BEGIN EXTRACTED ENTRIES

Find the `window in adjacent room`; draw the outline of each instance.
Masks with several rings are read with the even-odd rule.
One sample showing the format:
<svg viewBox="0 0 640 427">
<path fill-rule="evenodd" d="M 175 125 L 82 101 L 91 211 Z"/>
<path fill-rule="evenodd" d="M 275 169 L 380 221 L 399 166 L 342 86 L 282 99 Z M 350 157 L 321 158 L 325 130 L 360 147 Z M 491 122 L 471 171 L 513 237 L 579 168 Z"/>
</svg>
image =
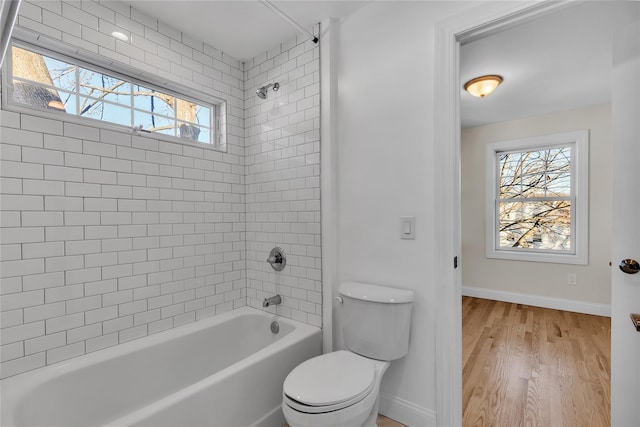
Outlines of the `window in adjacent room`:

END EXTRACTED ENTRIES

WHAT THE EXERCISE ASKS: Your copy should hold exactly the lines from the one that contains "One sample showing" through the final line of the data, both ends included, and no pictures.

RESPONSE TO THIS TASK:
One sample showing the format:
<svg viewBox="0 0 640 427">
<path fill-rule="evenodd" d="M 175 125 L 82 101 L 91 211 Z"/>
<path fill-rule="evenodd" d="M 275 169 L 380 221 L 399 166 L 342 86 L 282 99 Z M 350 157 L 321 158 L 325 130 L 360 147 Z M 491 122 L 471 171 L 513 237 L 579 168 Z"/>
</svg>
image =
Outlines of the `window in adjacent room`:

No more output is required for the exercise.